• **TEXT PROVIDED**
When the actors arrived on the set and received shooting scripts, they were shocked by how much the story had been changed, and they considered quitting the film. The producers then tried to rehire Dick Clement and Ian La Frenais to undoctor their already doctored
script, but they were not available for the job. Instead, Parker Bennett and Terry Runte, who had written the draft that Clement and La Frenais had once upon a time redrafted, were hired and flown down to North Carolina. Upon arrival, Bennett and Runte worked closely with the producers, directors, and cast members to make script changes on the fly and play the unenviable role of creative peacemakers. Their already difficult job was made even more frustrating by the fact that the actors weren’t talking to the directors, the directors weren’t talking to the producers, and nobody was talking to Nintendo.

• **WHAT YOU NEED TO DO**
[1] In the passage about the film's script troubles, copy the stretch from "When the actors" through "talking to Nintendo." word for word.
[2] Name every person the passage about the film's script troubles identifies by full name.
[3] Extend the passage about the film's script troubles, picking up right after its last sentence.

(Data excerpts)

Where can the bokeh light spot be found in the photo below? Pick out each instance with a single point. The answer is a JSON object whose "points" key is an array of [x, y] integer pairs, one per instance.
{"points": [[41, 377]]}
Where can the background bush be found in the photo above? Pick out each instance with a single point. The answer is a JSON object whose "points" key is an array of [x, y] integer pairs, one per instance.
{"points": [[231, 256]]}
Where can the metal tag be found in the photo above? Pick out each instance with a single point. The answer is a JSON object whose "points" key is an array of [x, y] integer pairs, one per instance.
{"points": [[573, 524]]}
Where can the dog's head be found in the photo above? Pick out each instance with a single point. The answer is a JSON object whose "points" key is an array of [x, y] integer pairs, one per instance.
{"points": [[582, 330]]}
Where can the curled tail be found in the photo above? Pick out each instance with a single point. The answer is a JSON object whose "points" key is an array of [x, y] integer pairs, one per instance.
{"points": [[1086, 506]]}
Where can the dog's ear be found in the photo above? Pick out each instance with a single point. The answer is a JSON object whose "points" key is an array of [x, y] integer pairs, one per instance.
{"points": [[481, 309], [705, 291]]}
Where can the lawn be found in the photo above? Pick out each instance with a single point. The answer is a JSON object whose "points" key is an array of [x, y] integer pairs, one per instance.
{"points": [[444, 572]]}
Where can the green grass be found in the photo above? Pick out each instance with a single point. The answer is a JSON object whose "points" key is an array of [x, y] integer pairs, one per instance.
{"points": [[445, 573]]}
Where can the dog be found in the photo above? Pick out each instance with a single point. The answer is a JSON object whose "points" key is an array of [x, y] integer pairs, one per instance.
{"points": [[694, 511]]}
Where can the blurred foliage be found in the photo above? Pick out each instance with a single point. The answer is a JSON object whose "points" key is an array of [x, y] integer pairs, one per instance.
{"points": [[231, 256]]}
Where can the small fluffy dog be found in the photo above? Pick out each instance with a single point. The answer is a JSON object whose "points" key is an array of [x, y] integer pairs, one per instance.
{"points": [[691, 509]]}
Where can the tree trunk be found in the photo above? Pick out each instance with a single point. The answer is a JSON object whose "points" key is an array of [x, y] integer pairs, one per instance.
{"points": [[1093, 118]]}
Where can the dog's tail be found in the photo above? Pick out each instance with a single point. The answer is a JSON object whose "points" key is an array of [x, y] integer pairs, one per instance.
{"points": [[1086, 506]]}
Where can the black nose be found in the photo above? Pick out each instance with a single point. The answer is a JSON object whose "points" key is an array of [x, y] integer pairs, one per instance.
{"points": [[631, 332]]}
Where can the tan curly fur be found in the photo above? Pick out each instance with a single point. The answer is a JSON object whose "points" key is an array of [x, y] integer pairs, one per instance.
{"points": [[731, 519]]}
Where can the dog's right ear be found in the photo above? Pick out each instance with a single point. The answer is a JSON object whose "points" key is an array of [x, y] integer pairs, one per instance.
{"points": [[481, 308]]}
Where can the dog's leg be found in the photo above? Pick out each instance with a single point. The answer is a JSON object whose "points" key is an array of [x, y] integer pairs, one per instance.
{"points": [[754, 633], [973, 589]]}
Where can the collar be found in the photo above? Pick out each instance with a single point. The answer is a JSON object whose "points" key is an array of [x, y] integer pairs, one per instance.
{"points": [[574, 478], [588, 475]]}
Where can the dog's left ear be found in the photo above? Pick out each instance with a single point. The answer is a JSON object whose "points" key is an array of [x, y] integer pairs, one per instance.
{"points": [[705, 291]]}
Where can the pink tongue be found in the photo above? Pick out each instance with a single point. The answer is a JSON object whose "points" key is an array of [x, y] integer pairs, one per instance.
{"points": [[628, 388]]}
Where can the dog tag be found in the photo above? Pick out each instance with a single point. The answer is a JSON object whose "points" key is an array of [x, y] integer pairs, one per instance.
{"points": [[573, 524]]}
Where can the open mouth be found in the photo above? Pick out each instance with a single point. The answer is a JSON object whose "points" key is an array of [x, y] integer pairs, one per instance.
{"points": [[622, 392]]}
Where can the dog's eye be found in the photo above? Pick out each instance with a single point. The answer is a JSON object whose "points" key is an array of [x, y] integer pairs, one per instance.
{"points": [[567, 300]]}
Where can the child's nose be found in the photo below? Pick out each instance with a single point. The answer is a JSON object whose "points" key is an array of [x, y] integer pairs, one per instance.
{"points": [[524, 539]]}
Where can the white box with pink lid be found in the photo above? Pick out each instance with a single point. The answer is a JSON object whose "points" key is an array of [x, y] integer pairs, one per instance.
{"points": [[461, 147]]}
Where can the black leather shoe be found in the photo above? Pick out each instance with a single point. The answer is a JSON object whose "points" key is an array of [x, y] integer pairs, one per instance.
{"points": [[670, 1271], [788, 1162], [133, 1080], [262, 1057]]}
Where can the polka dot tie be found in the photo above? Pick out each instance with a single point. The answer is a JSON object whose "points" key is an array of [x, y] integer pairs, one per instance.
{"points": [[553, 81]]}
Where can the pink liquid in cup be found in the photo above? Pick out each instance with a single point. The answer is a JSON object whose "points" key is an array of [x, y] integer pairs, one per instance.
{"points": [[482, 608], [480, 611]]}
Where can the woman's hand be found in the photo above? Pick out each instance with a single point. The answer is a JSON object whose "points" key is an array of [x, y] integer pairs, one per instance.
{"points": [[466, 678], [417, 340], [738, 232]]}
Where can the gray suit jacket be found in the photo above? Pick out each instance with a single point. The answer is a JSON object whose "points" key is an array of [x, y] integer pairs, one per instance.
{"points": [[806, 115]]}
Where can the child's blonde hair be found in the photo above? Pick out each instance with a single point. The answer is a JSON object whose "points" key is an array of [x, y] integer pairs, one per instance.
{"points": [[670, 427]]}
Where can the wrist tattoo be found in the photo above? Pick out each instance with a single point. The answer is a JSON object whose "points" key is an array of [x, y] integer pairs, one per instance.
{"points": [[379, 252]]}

• **ANSWERS IN ORDER**
[1]
When the actors arrived on the set and received shooting scripts, they were shocked by how much the story had been changed, and they considered quitting the film. The producers then tried to rehire Dick Clement and Ian La Frenais to undoctor their already doctored
script, but they were not available for the job. Instead, Parker Bennett and Terry Runte, who had written the draft that Clement and La Frenais had once upon a time redrafted, were hired and flown down to North Carolina. Upon arrival, Bennett and Runte worked closely with the producers, directors, and cast members to make script changes on the fly and play the unenviable role of creative peacemakers. Their already difficult job was made even more frustrating by the fact that the actors weren’t talking to the directors, the directors weren’t talking to the producers, and nobody was talking to Nintendo.

[2] Dick Clement, Ian La Frenais, Parker Bennett, Terry Runte

[3]
Over the next several weeks, things went from hell to the inferno’s seventh circle. The directors lost any remaining allies when Morton poured hot coffee on an extra he didn’t think looked dirty enough, but amazingly this obscene incident was soon trumped by another. Bob Hoskins and John Leguizamo disliked working on the film so much that they began drinking on the set, which may or may not have been the reason behind Leguizamo crashing a car and injuring his fictional brother during production, which resulted in Hoskins having to wear a cast that could be seen in various scenes throughout the film). With all the chaos, the production schedule ballooned from ten weeks to fifteen, forcing the producers to scrap the original climactic finale that would have featured Mario scaling the Brooklyn Bridge and saving the day by dropping an explosive Bob-omb down King Koopa’s throat. Instead, they opted for the much cheaper alternative of Mario simply shooting King Koopa with a gun.